TEXT PROVIDED —
[Start of section]
Sunday Sermon - Do Christians Follow Jesus?

Spiritual Hiccups - Faith

I like to think of myself as a pretty good exegete (a fancy word for someone trained to take apart and understand a passage of Scripture) and a fair preacher, but I'm a real neophyte when it comes to Christian spirituality.  I love the fact that my Presbyterian/Reformed Tradition values the intellect and insists that it be heavily engaged in the faith, but this sometimes leads to an overemphasis on head knowledge and an underemphasis on what some call heart knowledge.  

I realize that all sorts of things pass themselves off as spirituality these days, some of them things incompatible with Christian faith; some of them incompatible even with good mental health.  But the fact of some problematic spiritualities floating around does not change the fact that spirituality - or mysticism as it used to be called - has a long and cherished place in Christian faith.  And so a think it a wonderful thing that there has been a resurgence in spirituality in many Presbyterian churches.

All of this gives a little background to my own reaction to some of today's lectionary verses.  In Psalm 145 I read, "The Lord is near to all who call on him, to all who call on him in truth."  And then in Matthew Jesus says, "Whatever you ask  for in prayer with faith, you will receive."  Now as one who more often than I care to admit feels that God is distant, and who is not overflowing with confidence that I will receive whenever I pray, such verses unsettle me just a bit.
[End of section]
PROMPT 1 —
Answer these questions from the sermon excerpt:
(a) How does the writer define the word "exegete"?
(b) By what name was spirituality formerly called?
(c) Which two lectionary sources does the writer quote?
PROMPT 2 — Condense the paragraph of the sermon excerpt that begins "I realize that all sorts of things" into a shorter version that keeps its main points.

Entries drawn from a collection —
[Start of section]
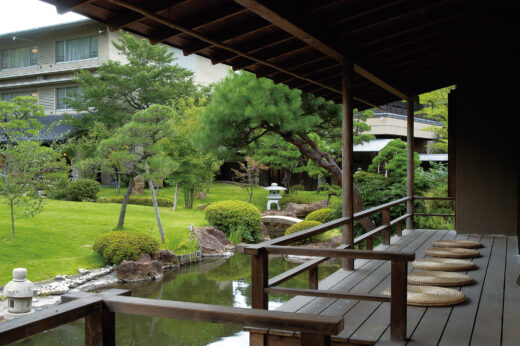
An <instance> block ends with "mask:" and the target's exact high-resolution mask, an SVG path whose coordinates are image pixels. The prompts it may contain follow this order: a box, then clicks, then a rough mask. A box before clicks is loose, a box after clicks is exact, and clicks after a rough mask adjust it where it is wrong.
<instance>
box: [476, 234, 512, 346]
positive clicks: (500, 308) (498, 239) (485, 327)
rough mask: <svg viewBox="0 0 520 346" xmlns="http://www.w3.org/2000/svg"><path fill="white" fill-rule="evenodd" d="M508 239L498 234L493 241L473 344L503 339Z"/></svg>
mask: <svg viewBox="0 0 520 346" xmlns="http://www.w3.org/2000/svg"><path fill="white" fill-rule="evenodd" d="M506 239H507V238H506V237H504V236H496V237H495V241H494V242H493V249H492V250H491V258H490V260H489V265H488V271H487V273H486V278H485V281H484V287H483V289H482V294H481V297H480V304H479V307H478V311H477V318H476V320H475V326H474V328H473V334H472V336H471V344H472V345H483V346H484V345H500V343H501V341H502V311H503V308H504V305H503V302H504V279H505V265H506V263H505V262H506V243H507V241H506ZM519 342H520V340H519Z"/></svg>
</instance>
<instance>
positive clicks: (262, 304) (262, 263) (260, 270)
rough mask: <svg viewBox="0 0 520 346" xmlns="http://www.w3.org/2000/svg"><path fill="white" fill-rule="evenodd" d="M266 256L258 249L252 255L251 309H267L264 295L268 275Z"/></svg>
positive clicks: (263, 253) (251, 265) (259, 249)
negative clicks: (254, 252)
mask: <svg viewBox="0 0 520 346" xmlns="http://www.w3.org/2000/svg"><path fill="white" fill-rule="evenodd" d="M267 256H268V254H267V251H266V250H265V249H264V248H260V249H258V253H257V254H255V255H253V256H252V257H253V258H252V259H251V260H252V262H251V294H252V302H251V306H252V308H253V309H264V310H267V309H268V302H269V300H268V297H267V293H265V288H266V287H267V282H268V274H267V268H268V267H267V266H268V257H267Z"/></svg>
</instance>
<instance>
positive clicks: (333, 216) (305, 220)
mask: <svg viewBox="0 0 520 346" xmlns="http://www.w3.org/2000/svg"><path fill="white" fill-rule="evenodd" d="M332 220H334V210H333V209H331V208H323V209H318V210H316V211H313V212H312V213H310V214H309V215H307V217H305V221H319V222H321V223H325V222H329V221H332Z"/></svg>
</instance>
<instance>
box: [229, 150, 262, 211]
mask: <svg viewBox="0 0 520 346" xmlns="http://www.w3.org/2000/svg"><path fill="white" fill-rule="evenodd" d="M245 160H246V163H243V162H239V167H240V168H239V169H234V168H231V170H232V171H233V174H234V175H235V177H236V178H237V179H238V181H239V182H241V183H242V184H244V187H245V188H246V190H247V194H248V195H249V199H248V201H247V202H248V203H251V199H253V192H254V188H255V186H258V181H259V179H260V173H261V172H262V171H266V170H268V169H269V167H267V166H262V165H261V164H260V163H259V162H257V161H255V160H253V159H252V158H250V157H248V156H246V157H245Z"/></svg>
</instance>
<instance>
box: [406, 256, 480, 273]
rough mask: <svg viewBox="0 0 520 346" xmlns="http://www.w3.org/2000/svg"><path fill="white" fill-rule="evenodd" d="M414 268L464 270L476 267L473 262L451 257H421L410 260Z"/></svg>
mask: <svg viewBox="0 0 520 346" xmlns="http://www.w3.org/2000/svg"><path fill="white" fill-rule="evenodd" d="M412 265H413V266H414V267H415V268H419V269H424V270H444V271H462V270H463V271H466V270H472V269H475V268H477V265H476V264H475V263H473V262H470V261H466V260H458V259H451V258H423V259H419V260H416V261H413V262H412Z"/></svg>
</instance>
[End of section]
FINAL ANSWER 1 —
(a) Someone trained to take apart and understand a passage of Scripture.
(b) Mysticism.
(c) Psalm 145 and Matthew.

FINAL ANSWER 2 — Many things now pass as spirituality, and some are incompatible with Christian faith or even with good mental health. Still, such problematic spiritualities do not change the fact that spirituality, formerly called mysticism, holds a long and cherished place in Christian faith. For that reason, the writer welcomes its resurgence in many Presbyterian churches.